[Set of tasks]:
• A. Write out the part of the Homestead tour text that runs from "Once located at" down to "patented in 1878.".
• B. In the Homestead tour text, which family donated the three-room round log dwelling that became the general store?
• C. Shorten the paragraph of the Homestead tour text that begins "Once located at the foot of Crowley’s Ridge" while keeping its main facts.

[Quoted text]:

— START —

The first building you will see on the Homestead tour is Clark’s Cabin. Clark’s Cabin was a dogtrot building built by Jesse Brunson during the Depression. Unfortunately, Clark’s Cabin was severely damaged during a 2003 tornado, so the entire front room is no longer standing.  Homestead was able to save the kitchen, which is furnished just as it would have been 100 years ago.


The kitchen features a Home Comfort cook stove, which is one of 6 brought into Harrisburg by train and purchased by the Fair family.  The Homestead Christmas party regularly uses the stove each year!

Loom House

Once located at the foot of Crowley’s Ridge in Whitehall, the Loom House was originally used as a corn crib and is believed to have been built sometime around 1880.  The notches on this building are the type known as chamfer and notch, and are most likely German in origin.

The logs used to construct the BROOM SHOP were saved from the home of Phil Parker's 2nd Great-Grandfather, Moses Pitts. Pitts was the last surviving Confederate soldier in Cross County, and built this home when he returned from the Civil War in the 1860's.

Although the house was torn down in the 1930's, one wall of logs were salvaged and stored in a barn until the Parkers used them to construct the open faced Broom House. Here you'll see brooms made by the Parkers on an antique broom-making machine patented in 1878.


Homestead brooms are wildly popular, and only a limited amount are made each year. For more information about Homestead Brooms, click here.

General Store

The HOMESTEAD GENERAL STORE was a three room round log dwelling donated by the Jernigan family and reconstructed close to the original layout, except for the vaulted ceiling. And the enclosed middle room, which was originally an open dogtrot. The store contains many items for sale, including lye soap, sorghum, brooms, and corn meal– all made at the Homestead. Many of these items are available for sale online– click here for product list.

— END —

[Segmentation annotation records]

— START —

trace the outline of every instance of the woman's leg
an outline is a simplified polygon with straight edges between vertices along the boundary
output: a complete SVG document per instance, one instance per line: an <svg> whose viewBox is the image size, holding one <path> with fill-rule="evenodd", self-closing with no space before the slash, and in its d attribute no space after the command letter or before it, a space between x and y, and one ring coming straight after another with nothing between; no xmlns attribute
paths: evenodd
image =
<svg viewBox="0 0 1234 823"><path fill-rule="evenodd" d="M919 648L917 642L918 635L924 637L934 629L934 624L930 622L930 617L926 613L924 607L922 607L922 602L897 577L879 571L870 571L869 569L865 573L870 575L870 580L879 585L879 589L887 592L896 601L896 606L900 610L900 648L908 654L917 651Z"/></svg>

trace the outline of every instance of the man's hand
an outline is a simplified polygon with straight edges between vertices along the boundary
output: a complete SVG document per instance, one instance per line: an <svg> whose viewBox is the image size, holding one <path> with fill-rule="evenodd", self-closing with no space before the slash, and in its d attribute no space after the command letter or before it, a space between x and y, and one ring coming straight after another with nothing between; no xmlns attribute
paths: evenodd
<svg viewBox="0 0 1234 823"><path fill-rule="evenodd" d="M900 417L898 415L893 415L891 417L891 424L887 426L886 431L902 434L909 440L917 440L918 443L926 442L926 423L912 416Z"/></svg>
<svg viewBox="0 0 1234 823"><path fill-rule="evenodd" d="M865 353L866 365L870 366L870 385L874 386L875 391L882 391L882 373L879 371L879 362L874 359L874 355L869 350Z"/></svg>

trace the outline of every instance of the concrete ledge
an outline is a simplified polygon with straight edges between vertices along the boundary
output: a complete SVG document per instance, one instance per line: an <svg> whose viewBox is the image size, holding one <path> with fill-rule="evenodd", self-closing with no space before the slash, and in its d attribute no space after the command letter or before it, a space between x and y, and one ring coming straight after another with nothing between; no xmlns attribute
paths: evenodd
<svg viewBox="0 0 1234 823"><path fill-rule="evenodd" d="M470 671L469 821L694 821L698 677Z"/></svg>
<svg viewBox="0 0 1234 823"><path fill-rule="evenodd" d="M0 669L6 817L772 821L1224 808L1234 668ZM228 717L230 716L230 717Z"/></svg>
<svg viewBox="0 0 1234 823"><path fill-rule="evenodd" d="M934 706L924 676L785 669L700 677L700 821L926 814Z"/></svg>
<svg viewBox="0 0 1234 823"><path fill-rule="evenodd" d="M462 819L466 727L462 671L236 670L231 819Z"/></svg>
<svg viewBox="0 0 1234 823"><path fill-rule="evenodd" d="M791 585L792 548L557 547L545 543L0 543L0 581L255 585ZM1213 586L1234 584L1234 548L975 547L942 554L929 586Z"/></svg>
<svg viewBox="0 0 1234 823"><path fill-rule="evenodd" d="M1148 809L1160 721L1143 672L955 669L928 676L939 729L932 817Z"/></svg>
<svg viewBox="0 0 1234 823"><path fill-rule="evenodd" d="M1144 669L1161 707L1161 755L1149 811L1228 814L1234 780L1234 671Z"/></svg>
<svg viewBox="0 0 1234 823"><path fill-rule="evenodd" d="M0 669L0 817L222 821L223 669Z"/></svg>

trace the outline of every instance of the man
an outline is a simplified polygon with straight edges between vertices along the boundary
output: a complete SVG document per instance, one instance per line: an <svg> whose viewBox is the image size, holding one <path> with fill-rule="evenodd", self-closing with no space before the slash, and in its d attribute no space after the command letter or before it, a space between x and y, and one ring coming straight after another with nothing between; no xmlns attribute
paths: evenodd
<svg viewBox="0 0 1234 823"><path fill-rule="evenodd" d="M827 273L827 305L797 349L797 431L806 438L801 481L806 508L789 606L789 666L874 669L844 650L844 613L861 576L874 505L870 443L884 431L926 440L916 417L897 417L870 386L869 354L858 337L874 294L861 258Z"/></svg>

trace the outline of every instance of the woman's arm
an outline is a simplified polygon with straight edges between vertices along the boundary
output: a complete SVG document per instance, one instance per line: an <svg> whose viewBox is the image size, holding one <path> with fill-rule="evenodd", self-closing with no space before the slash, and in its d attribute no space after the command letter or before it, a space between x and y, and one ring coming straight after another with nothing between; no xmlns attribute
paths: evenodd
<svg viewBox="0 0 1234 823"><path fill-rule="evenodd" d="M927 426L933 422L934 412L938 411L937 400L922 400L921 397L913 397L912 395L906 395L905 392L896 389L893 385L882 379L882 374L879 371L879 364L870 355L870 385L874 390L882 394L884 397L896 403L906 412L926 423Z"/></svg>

— END —

[Task-by-task outputs]:
• A.
Once located at the foot of Crowley’s Ridge in Whitehall, the Loom House was originally used as a corn crib and is believed to have been built sometime around 1880.  The notches on this building are the type known as chamfer and notch, and are most likely German in origin.

The logs used to construct the BROOM SHOP were saved from the home of Phil Parker's 2nd Great-Grandfather, Moses Pitts. Pitts was the last surviving Confederate soldier in Cross County, and built this home when he returned from the Civil War in the 1860's.

Although the house was torn down in the 1930's, one wall of logs were salvaged and stored in a barn until the Parkers used them to construct the open faced Broom House. Here you'll see brooms made by the Parkers on an antique broom-making machine patented in 1878.

• B. The Jernigan family.

• C. The Loom House once stood at the foot of Crowley’s Ridge in Whitehall. It was first used as a corn crib and is thought to date from around 1880. Its chamfer-and-notch joints are probably German in origin.